_Document excerpt:_
For areas where we don’t have empirical feedback-loops (like many philosophical topics), I imagine that the “baseline solution” for getting help from AIs is to teach them to imitate our reasoning. Either just by literally writing the words that it predicts that we would write (but faster), or by having it generate arguments that we would think looks good. (Potentially recursively, c.f. amplification, debate, etc.)
(A different direction is to predict what we would think after thinking about it more. That has some advantages, but it doesn’t get around the issue where we’re at-best speeding things up.)
One of the few plausible-seeming ways to outperform that baseline is to identify epistemic practices that work well on questions where we do have empirical feedback loops, and then transferring those practices to questions where we lack such feedback loops. (C.f. imitative generalization.) The above proposal is doing that for a specific sub-category of epistemic practices (recognising ways in which you can be misled by an argument).
Worth noting: The broad category of “transfer epistemic practices from feedback-rich questions to questions with little feedback” contains a ton of stuff, and is arguably the root of all our ability to reason about these topics:
Evolution selected human genes for ability to accomplish stuff in the real world. That made us much better at reasoning about philosophy than our chimp ancestors are.
Cultural evolution seems to have at least partly promoted reasoning practices that do better at deliberation. (C.f. possible benefits from coupling competition and deliberation.)

[Data records]
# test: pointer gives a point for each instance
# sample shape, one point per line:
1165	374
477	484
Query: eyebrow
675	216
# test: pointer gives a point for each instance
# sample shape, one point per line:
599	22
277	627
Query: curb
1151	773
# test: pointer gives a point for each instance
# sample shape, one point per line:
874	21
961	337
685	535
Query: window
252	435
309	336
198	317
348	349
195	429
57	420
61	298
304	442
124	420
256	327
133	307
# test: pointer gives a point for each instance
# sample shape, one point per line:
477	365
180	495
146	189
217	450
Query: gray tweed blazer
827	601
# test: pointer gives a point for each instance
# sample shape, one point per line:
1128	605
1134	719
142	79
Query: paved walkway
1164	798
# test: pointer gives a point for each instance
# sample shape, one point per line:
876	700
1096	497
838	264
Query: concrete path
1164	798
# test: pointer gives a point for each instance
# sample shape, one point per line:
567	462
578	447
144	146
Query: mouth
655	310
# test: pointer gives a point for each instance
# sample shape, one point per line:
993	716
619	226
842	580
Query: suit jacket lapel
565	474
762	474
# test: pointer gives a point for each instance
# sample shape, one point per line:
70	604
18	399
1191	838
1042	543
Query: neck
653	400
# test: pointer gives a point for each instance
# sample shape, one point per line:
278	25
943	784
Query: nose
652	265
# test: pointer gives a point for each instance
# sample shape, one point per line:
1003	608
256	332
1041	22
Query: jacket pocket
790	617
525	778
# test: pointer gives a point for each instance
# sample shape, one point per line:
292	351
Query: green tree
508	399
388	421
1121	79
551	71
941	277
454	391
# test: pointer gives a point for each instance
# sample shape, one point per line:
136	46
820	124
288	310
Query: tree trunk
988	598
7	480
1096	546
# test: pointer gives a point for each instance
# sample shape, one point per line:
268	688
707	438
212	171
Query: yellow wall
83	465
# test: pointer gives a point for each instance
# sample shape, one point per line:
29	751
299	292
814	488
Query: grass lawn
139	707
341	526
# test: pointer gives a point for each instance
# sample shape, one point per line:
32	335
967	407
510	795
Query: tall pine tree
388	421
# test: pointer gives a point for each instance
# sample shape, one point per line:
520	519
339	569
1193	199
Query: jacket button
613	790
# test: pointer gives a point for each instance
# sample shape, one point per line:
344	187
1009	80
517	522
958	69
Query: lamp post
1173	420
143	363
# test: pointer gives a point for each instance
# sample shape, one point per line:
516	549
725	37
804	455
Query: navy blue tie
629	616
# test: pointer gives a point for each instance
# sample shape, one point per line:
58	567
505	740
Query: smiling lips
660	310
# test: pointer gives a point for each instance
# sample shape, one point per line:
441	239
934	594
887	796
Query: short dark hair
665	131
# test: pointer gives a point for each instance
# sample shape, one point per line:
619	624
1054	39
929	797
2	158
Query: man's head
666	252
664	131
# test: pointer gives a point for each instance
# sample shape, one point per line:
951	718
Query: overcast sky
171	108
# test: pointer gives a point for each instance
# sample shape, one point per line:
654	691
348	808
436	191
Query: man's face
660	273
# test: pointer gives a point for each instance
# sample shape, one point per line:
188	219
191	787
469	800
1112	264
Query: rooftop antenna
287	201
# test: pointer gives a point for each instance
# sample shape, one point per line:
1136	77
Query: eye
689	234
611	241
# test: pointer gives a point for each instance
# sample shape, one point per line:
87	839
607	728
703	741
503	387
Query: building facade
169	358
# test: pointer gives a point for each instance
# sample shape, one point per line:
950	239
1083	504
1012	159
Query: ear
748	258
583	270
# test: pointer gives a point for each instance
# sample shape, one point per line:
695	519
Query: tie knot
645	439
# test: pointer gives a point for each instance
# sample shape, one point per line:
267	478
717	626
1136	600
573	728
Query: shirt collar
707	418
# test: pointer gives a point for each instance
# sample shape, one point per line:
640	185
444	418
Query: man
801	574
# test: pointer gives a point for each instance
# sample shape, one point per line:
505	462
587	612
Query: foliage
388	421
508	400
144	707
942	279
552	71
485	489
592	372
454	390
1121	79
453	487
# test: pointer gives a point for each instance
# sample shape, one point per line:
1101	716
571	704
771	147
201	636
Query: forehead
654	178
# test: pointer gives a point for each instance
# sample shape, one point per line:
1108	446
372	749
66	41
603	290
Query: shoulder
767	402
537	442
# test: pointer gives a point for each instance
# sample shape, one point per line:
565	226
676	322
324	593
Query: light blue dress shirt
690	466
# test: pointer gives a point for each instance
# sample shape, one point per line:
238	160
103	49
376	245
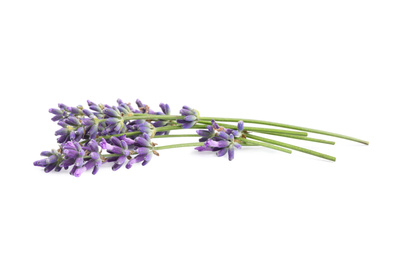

_Work instruction A:_ Retype the portion of the excerpt on AI and epistemic practices starting at "Worth noting: The" and ending at "chimp ancestors are.".
_Work instruction B:_
Answer these questions using the excerpt on AI and epistemic practices:
(i) What does the author imagine the "baseline solution" is for getting help from AIs in areas without empirical feedback loops?
(ii) Which specific sub-category of epistemic practices is the above proposal said to address?
(iii) What did evolution select human genes for?
_Work instruction C:_
Decide whether each statement agrees with the excerpt on AI and epistemic practices. Answer yes or no, and quote the words that decide it.
(i) Predicting what we would think after thinking about it more avoids the issue of at best speeding things up.
(ii) Evolution made humans much better at reasoning about philosophy than their chimp ancestors.
(iii) Cultural evolution is described as having at least partly promoted reasoning practices that do better at deliberation.

_Answer A:_
Worth noting: The broad category of “transfer epistemic practices from feedback-rich questions to questions with little feedback” contains a ton of stuff, and is arguably the root of all our ability to reason about these topics:
Evolution selected human genes for ability to accomplish stuff in the real world. That made us much better at reasoning about philosophy than our chimp ancestors are.

_Answer B:_
(i) Teaching AIs to imitate our reasoning.
(ii) Recognising ways in which you can be misled by an argument.
(iii) The ability to accomplish stuff in the real world.

_Answer C:_
(i) No: "but it doesn’t get around the issue where we’re at-best speeding things up."
(ii) Yes: "That made us much better at reasoning about philosophy than our chimp ancestors are."
(iii) Yes: "Cultural evolution seems to have at least partly promoted reasoning practices that do better at deliberation."